● **EXERCISE INSTRUCTIONS**:
Continue the text on function calling and multi-step planning for hospitality AI agents, starting after its final sentence.

● **TEXT BLOCK**:
******
Tool use, function calling, multi-step planning
An LLM that only writes text is a glorified autocomplete. An LLM that can call tools, read structured data back, and decide what to do next is an agent — and the gap between those two things is where every interesting hospitality AI workflow lives. The terminology has settled in the past 18 months: "tool use" or "function calling" is the mechanism, "multi-step planning" is what you build on top of it.
What function calling actually is
You give the model a list of functions it can call — each with a name, a description, and a typed schema for inputs and outputs. The model decides, based on the user prompt, which function to call and with what arguments. You execute the function in your own code, return the result, and the model uses that result to decide the next step. The function spec on OpenAI, Anthropic, and Google Gemini has converged on a similar JSON-schema shape; the MCP (Model Context Protocol) released by Anthropic in late 2024 is now the cross-vendor wrapper that most serious deployments are moving to.
Concretely, a reservation-modification agent at a 180-room city hotel gets four functions: lookup_reservation(confirmation_code), check_availability(date_range, room_type), modify_reservation(reservation_id, changes), and send_confirmation(reservation_id, channel). The model receives a guest message in any language, decides which functions to call in what order, and executes a flow that used to take a reservations agent four minutes.
Multi-step planning, in practice
A single function call is not an agent. A chain of three or four calls, where the output of one decides the input of the next, is. Most useful hospitality agents are 3-7 steps: parse intent, look up state, check constraints, execute action, log result, notify human. The hard part is not the individual calls — it is the planning layer that decides which calls to make in which order and what to do when one fails.
******
● **DATA SHOWN**:
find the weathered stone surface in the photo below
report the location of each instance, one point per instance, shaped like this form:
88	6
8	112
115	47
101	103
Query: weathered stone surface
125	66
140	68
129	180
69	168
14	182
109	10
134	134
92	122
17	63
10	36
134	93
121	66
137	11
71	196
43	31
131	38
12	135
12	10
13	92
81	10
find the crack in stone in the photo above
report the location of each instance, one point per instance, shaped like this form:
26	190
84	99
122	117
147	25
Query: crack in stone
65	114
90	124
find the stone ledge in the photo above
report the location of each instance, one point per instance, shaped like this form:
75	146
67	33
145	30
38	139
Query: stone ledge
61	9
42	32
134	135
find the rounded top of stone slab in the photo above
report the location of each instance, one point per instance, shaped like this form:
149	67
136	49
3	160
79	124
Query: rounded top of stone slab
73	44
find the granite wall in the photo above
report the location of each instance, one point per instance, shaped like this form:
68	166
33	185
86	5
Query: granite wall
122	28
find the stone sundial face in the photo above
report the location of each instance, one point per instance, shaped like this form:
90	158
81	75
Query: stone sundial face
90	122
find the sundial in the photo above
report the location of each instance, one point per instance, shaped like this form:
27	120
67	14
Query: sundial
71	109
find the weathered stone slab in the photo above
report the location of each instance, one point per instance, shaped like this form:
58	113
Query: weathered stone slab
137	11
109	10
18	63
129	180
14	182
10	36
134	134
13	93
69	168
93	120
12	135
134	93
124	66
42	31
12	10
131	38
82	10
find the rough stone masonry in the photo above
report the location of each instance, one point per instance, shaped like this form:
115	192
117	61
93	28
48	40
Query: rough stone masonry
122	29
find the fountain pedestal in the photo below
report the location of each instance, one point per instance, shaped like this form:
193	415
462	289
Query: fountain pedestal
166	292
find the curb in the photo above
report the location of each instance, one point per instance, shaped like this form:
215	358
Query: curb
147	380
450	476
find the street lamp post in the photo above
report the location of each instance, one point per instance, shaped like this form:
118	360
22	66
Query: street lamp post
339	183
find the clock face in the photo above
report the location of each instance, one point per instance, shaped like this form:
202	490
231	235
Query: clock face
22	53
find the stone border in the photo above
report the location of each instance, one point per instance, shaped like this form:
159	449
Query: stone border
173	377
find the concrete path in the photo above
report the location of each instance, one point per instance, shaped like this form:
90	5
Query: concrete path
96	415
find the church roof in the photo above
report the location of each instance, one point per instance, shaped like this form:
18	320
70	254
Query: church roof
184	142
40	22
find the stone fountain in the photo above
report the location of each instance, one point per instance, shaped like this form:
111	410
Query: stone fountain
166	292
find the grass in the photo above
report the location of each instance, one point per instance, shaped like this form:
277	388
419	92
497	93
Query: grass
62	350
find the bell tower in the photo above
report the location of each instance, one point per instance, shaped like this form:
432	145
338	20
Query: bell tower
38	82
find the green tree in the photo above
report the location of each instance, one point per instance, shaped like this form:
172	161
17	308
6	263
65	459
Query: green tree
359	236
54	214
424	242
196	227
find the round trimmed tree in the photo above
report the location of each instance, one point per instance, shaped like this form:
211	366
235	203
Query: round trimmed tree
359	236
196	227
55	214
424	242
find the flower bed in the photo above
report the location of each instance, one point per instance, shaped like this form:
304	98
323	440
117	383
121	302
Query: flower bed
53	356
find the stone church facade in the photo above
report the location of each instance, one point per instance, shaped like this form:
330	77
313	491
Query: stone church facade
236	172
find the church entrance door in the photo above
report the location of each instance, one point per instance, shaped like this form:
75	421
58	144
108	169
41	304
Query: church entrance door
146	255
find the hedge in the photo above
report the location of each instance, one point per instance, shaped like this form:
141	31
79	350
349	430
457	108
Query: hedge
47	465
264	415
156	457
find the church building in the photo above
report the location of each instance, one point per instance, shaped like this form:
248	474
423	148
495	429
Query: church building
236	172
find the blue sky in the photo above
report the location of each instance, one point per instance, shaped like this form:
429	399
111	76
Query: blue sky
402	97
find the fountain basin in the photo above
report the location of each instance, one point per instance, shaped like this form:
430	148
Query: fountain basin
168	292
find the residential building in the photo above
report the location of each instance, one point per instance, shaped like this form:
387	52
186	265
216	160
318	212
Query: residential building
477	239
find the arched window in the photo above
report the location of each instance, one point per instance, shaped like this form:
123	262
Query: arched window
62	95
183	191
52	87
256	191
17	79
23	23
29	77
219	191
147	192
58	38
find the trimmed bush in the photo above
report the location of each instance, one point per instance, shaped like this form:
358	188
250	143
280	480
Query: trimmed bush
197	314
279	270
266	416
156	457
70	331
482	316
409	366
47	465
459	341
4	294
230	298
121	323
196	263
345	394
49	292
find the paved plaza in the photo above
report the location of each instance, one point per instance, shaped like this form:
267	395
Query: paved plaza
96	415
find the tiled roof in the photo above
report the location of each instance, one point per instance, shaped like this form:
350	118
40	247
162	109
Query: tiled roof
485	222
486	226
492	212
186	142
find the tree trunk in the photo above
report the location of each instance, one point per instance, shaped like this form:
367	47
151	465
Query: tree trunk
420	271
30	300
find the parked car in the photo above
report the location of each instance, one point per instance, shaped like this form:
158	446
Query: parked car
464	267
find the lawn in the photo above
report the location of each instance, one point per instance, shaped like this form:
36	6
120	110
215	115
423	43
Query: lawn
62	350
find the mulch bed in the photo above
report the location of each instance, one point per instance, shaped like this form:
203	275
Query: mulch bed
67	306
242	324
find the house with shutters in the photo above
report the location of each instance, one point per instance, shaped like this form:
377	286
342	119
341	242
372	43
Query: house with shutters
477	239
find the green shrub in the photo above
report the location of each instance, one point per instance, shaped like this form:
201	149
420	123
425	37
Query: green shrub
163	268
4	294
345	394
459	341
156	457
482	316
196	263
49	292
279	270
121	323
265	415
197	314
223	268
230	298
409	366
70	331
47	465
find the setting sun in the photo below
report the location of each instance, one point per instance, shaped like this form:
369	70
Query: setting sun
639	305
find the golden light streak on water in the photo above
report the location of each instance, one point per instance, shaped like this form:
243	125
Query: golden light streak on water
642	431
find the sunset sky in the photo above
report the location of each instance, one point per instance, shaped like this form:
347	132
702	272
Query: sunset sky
******
● **RESPONSE**:
Two patterns dominate. The first is "ReAct" — the model reasons in plain text about what to do next, then calls a tool, then reasons again. Latency is higher (4-12 seconds per step), but the reasoning is auditable. The second is "structured planning" — the model produces a plan upfront as a JSON object, then executes each step. Faster, but harder to recover when a step fails. For hospitality, ReAct wins almost every time because the audit trail matters and the latency budget is forgiving (a guest waiting 20 seconds for a reservation modification is fine; a guest waiting 20 seconds in a chat conversation is not).
What this costs
Cost-per-agent-run for a typical 5-step hospitality agent on Claude Sonnet or GPT-4o is around €0.02 to €0.08 depending on context length. At 600 runs per month across a 180-room property, that is €12-50 per month in model costs. The savings from one fewer FTE on routine reservation modifications is €2,400 per month. The economics are obvious; the engineering is the work.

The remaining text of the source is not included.